§ **TASK DESCRIPTION**:
Could you update the data below by replacing "set a single point" with "place one point" everywhere it occurs, changing nothing else and leaving the pictures out of your answer?

[Excerpts from point annotation data]
===============
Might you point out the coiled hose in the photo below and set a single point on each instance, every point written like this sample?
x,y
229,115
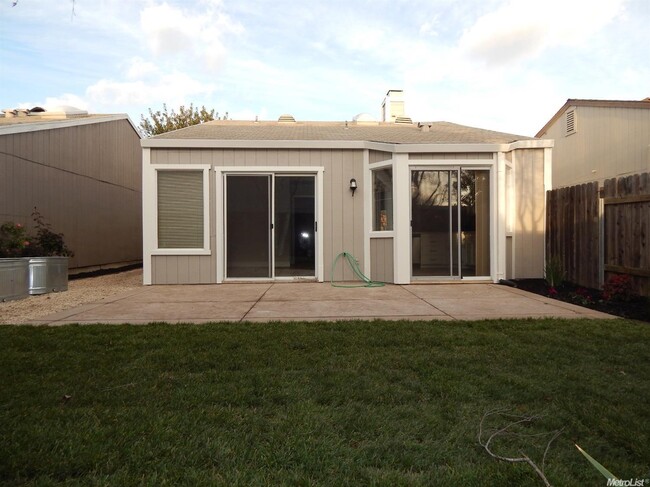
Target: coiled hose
x,y
354,265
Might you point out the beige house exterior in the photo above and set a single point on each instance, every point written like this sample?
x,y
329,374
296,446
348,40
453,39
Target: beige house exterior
x,y
229,201
598,139
84,174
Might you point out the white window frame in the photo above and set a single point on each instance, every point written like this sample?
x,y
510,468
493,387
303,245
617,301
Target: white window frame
x,y
205,250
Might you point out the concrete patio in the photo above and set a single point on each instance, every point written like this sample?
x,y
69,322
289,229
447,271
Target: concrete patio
x,y
316,301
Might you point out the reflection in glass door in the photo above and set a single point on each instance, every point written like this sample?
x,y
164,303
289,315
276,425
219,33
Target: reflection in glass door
x,y
294,226
248,224
270,226
450,223
434,223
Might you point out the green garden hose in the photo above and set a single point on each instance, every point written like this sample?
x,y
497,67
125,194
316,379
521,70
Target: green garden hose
x,y
354,265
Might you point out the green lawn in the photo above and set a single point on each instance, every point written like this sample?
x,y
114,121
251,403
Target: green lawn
x,y
348,403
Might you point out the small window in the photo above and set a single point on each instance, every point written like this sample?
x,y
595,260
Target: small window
x,y
382,202
180,209
571,122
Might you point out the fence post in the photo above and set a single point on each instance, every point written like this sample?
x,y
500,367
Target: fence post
x,y
601,238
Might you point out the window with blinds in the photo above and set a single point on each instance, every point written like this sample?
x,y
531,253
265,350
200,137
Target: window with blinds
x,y
180,209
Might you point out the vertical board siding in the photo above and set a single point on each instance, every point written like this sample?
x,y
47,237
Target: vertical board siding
x,y
572,232
180,269
529,213
627,230
85,180
343,214
608,143
381,260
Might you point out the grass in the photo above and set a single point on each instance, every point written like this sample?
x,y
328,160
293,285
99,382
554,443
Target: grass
x,y
347,403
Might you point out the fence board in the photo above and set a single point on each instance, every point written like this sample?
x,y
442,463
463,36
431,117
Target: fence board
x,y
572,232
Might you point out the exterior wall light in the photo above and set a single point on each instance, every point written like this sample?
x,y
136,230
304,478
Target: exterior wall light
x,y
353,185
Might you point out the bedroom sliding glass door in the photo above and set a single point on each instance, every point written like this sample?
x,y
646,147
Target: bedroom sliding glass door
x,y
450,223
248,226
270,226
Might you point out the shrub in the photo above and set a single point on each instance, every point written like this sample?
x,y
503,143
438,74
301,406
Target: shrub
x,y
618,288
554,272
47,243
13,240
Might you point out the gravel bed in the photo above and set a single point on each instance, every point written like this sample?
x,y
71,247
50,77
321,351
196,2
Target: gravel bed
x,y
80,291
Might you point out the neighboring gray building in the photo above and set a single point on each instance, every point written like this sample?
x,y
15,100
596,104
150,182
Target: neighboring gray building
x,y
84,174
598,139
227,201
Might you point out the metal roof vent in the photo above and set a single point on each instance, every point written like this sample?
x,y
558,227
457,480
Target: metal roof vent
x,y
570,122
405,120
365,119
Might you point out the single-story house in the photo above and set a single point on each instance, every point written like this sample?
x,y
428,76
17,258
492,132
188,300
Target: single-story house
x,y
597,140
229,201
83,172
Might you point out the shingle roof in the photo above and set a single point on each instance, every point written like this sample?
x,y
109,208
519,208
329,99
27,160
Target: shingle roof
x,y
438,133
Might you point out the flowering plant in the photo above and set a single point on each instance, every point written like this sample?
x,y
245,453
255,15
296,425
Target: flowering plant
x,y
47,242
13,240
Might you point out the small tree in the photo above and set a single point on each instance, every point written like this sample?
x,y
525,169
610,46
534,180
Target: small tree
x,y
166,121
47,242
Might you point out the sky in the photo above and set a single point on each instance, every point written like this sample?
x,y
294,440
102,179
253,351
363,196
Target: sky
x,y
505,65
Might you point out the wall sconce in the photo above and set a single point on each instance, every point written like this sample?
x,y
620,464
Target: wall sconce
x,y
353,186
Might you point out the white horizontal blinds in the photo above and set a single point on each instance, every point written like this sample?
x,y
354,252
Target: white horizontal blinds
x,y
180,209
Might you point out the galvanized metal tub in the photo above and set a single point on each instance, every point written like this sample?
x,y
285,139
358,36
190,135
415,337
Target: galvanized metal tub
x,y
48,274
14,278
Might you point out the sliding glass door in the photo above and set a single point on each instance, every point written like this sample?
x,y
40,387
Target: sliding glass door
x,y
270,226
248,225
450,223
===============
§ **ANSWER TO THE EXERCISE**:
Might you point out the coiled hose in the photo below and place one point on each instance, every point written like this sample?
x,y
229,115
Target: coiled hose
x,y
354,265
Might you point out the beige house exterior in the photo above and place one point on each instance, every point written like this sample?
x,y
329,374
296,446
348,40
453,39
Target: beige house exterior
x,y
229,201
598,139
84,174
Might you point out the white window frame in the photo above and place one point on each instance, every point written like this sample?
x,y
510,468
493,387
303,245
617,301
Target: white window frame
x,y
205,250
Might you point out the concrete patio in the photo above and place one point on each instance, every point written like this sample?
x,y
69,322
289,229
447,271
Target: concrete patio
x,y
316,301
Might you point out the reflection in glass door in the photo above and place one point on each instance, every point written like this sample?
x,y
164,303
289,315
276,425
219,33
Target: reflection in glass door
x,y
294,226
248,224
270,226
450,223
434,223
Might you point out the green garden hose in the photo above and place one point on each instance, every point written like this sample?
x,y
497,67
125,194
316,379
521,70
Target: green garden hose
x,y
354,265
Might you point out the green lawn in the photo above and place one point on each instance, every point written like this sample?
x,y
114,121
251,403
Target: green lawn
x,y
348,403
Might you point out the small window in the photo above and place one point on each instance, every point written like this sample?
x,y
595,260
Target: small window
x,y
382,202
180,209
571,122
Might you point out the fence post in the photo above and place one point on each instance, every point written like this sample?
x,y
500,367
Target: fence post
x,y
601,238
Might you point out the window with blinds in the photo above and place one point on each instance, every point written like this sample?
x,y
531,253
265,350
200,137
Target: window with blinds
x,y
180,209
Might you point out the vertical board siding in the photo above and place one point on each instance, every point written like this sample?
x,y
47,237
Target: vertical board siding
x,y
572,232
180,269
529,213
627,230
85,180
343,214
608,143
381,260
Might you point out the grass in the photo above and place one point on each instance, every point written like this sample?
x,y
328,160
293,285
99,382
554,443
Target: grass
x,y
347,403
Might you point out the fence board in the photo above and place one point on each instance, every point written like this sample?
x,y
442,463
463,36
431,117
Target: fence board
x,y
572,232
Might you point out the exterior wall light in the photo above and place one point on each instance, every point written like this sample?
x,y
136,230
304,478
Target: exterior wall light
x,y
353,185
Might you point out the bedroom sliding glass door in the photo above and place one point on each instance, every point written like this sample?
x,y
646,147
Target: bedroom sliding glass door
x,y
450,223
248,226
270,226
Might you point out the shrub in the photo above and place one point on each instance, every point written like this sample?
x,y
503,143
438,74
301,406
Target: shrub
x,y
618,288
554,272
47,243
13,240
Might you point out the gravel bed in the photo above and place one point on each instance, every point written like this sample?
x,y
71,247
50,77
321,351
196,2
Target: gravel bed
x,y
80,291
Might you point out the neighboring gray building in the photo above and place one point on each instance, every point written like this sample?
x,y
15,100
596,104
150,182
Target: neighboring gray building
x,y
84,174
598,139
227,201
Might you point out the metal roof vent in the photo above and place one point on each instance, every point written like this sample?
x,y
558,227
457,480
Target: metal roof vent
x,y
570,122
405,120
365,119
Might you point out the single-story house in the photo above and place one point on each instance, every point written like this sample?
x,y
428,76
17,258
492,132
188,300
Target: single-story house
x,y
597,140
229,201
83,172
Might you point out the shingle roof in the photo above and place one point on each instance, every point written like this sample?
x,y
109,208
519,208
329,99
27,160
Target: shingle roof
x,y
438,133
Might you point out the flowering plant in the photo above and place one point on each instance, every point written like this sample?
x,y
245,453
255,15
296,425
Target: flowering plant
x,y
47,242
13,240
Might you point out the small tree in the photo above and place one point on each instance, every point written like this sample?
x,y
525,169
610,46
534,180
Target: small tree
x,y
166,121
47,242
Might you point out the sky in the photo above and place one point on each instance, every point written like this sample?
x,y
294,440
102,179
253,351
363,196
Target: sky
x,y
505,65
Might you point out the wall sconce in the photo above and place one point on each instance, every point written like this sample?
x,y
620,464
Target: wall sconce
x,y
353,186
Might you point out the white horizontal blinds in the photo above and place one point on each instance, every point written like this sample?
x,y
354,252
Target: white horizontal blinds
x,y
180,209
Might you point out the galvanized metal tub in the photo above and place one point on each instance, every point written like this sample?
x,y
285,139
358,36
190,135
415,337
Target: galvanized metal tub
x,y
48,274
14,278
Might you point out the sliding glass door in the photo above and place one point on each instance, every point written like this sample?
x,y
40,387
Target: sliding glass door
x,y
270,226
248,225
450,223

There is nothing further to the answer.